## Instructions for the task
Output each record below exactly as it stands, leaving out the pictures.
══ Dataset records ══
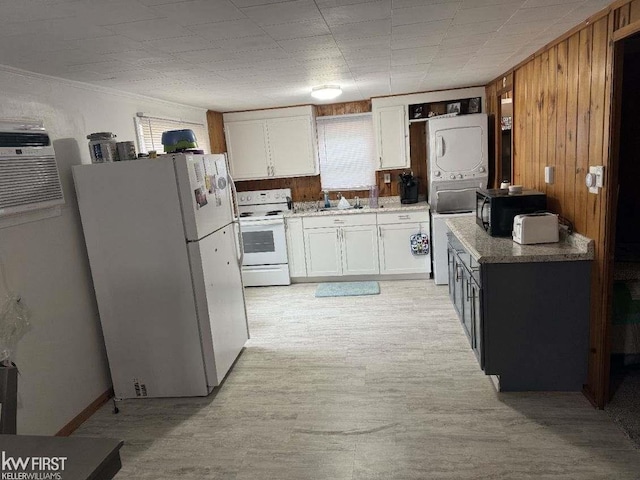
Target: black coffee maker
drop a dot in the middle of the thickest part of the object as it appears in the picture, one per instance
(408, 186)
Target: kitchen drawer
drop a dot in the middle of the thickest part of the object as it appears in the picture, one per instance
(345, 220)
(403, 217)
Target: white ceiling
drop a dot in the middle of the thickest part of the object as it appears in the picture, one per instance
(238, 54)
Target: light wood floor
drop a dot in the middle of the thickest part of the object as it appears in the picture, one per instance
(377, 387)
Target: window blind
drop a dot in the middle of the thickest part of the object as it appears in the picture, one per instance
(149, 132)
(347, 152)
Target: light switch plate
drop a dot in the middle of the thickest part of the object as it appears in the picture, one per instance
(595, 178)
(549, 174)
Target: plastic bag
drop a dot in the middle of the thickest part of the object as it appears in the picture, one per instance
(14, 323)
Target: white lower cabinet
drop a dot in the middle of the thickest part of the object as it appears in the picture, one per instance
(359, 250)
(356, 244)
(295, 247)
(395, 252)
(322, 249)
(395, 230)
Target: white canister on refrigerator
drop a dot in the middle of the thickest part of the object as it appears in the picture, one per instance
(102, 147)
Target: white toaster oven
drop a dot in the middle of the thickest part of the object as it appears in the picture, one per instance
(534, 228)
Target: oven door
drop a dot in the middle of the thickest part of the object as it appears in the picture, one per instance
(264, 242)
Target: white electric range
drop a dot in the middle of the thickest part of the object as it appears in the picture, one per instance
(263, 237)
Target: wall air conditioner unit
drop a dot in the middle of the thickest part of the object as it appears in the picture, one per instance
(29, 178)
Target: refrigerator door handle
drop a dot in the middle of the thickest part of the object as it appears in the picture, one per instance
(234, 197)
(238, 231)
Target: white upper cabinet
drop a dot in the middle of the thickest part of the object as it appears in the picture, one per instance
(272, 143)
(391, 128)
(247, 148)
(291, 144)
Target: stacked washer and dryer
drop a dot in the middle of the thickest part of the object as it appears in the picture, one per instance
(458, 165)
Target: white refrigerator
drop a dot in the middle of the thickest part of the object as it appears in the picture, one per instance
(165, 253)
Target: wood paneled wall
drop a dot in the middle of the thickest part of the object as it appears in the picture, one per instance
(495, 91)
(562, 116)
(216, 132)
(304, 189)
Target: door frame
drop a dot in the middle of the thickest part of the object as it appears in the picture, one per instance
(610, 207)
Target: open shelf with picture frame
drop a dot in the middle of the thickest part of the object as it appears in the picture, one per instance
(421, 112)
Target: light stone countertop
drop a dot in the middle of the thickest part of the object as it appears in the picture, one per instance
(487, 249)
(386, 205)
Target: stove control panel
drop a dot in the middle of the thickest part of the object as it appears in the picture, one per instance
(264, 197)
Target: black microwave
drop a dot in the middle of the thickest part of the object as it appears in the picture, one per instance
(495, 209)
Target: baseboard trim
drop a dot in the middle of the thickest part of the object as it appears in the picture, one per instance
(363, 278)
(79, 419)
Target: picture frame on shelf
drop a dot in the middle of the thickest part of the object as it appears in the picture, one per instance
(475, 105)
(454, 107)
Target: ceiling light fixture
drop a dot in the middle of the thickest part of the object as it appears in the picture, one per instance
(326, 92)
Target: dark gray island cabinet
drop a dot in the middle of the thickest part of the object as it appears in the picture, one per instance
(524, 308)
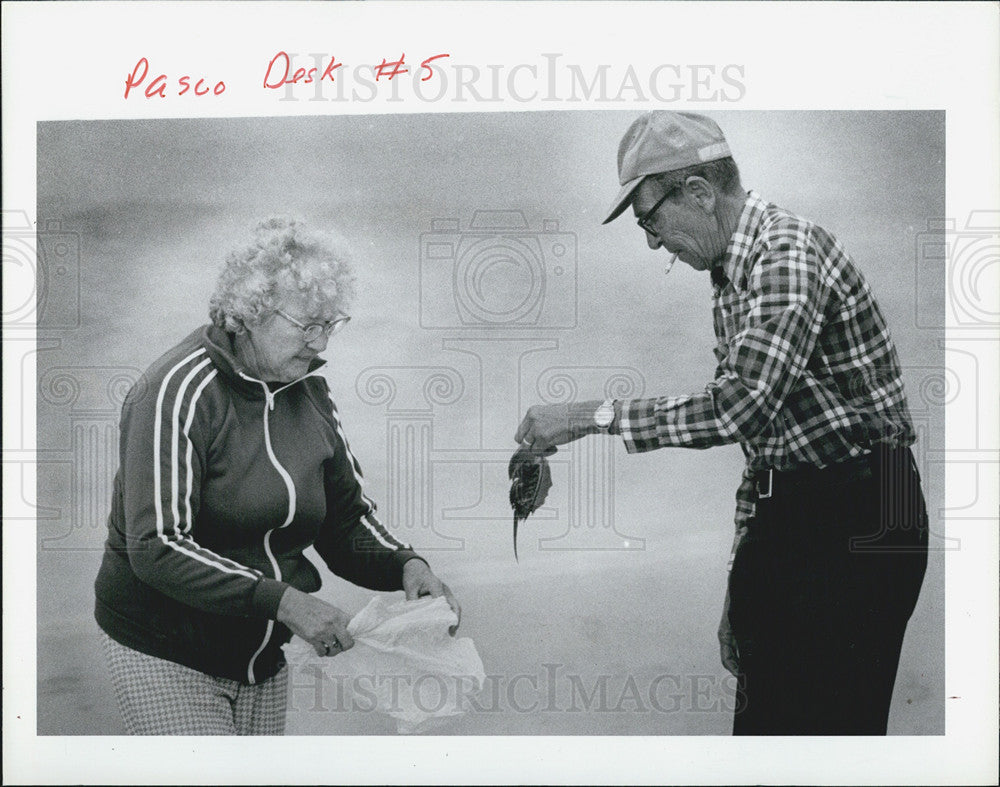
═══
## Completed exercise
Target: black coffee maker
drop a dot in the middle of the thickest part of the object as it appears in the picture, one per instance
(408, 186)
Target: kitchen drawer
drop a dot in the middle of the thickest part of the object as it appears in the picture, one per instance
(345, 220)
(403, 217)
Target: white ceiling
drop a dot in the middle of the thickest part of the object as it appears in the picture, one per instance
(238, 54)
Target: light wood floor
drop a dot in the middle of the thickest part of the object as it appears in the picture, one per instance
(377, 387)
Target: window blind
drop a dot in the middle of the thickest part of the object as it appears in the picture, one per instance
(149, 132)
(347, 152)
Target: light switch plate
drop a dot in the middle of the thickest part of the object as it appears in the picture, one per instance
(595, 178)
(549, 174)
Target: plastic bag
drop a dot in the middle of the thickest part of the object as it appears in the picture, one per instance
(14, 323)
Target: white lower cabinet
drop a dot in the middle of the thickest part of the object as it appears in the picture, one per instance
(359, 250)
(356, 244)
(295, 247)
(395, 252)
(322, 249)
(395, 230)
Target: white canister on refrigerator
drop a dot in the middle of the thickest part of the object as it appears in the picture, one per instance
(102, 147)
Target: white toaster oven
drop a dot in the middle of the thickest part of the object as it appears in the picture, one per instance
(534, 228)
Target: oven door
drop a dot in the middle of the thickest part of the object as it appears in the picture, one per instance
(264, 242)
Target: white electric range
drop a dot in the middle of the thickest part of the object as it appears in the picture, one per instance
(263, 237)
Target: wall air conditioner unit
drop a dot in the middle of the thickest part of the object as it appears in the picture, one per instance
(29, 178)
Target: refrigerator door handle
drop a dot in the middle of the thickest part of the object as it appears in the picture, one per instance
(234, 197)
(238, 231)
Target: white upper cabinet
drop a dot in the middle of the thickest part of the object as it appears in the picture, one per instance
(272, 143)
(391, 128)
(247, 148)
(291, 144)
Target: stacked washer and dryer
drop a dot in the middle of the thickest part of the object as it appears in the picture, one per instance
(458, 165)
Target: white refrigerator
drop a dot in the middle of the thickest part of the object as it appears in the picture, one per instance
(165, 253)
Target: wood paneled wall
drop a dot in the middle of the thickest part of the object as it appears in the picture, one per instance
(495, 91)
(562, 116)
(216, 132)
(304, 189)
Target: door frame
drop a dot in the middle of the thickest part of the object as it appears in the picture, one per instance
(610, 207)
Target: open shelf with picture frame
drop a dot in the middle of the thickest part of the object as it appears in the picture, one per instance
(421, 112)
Target: light stone countertop
drop a dot in the middle of the thickest part of the object as it appears in the picture, one per instance
(487, 249)
(386, 205)
Target: stove control panel
drop a dot in the middle of the thickest part of the object as it appears in the picture, one per instance
(264, 197)
Target: black microwave
drop a dot in the middle of the thickest part of the object as it appears in the picture, one per instance
(495, 209)
Target: baseboard trim
drop a dot in the middle of the thickest part of the object as it appears in the picture, one per instance
(363, 278)
(79, 419)
Target: picture frame on shelf
drop a dot in the middle of the thickest part of the object as it appears in the picture, one per instance
(475, 105)
(454, 107)
Target: ceiling light fixture
drop a dot in the middle of the thickest part of the object as it appears in the picture, one per instance
(326, 92)
Target: dark gray island cabinet
drop a dot in the middle of the thickest part of the object as it appears in the picture, one per instance
(524, 308)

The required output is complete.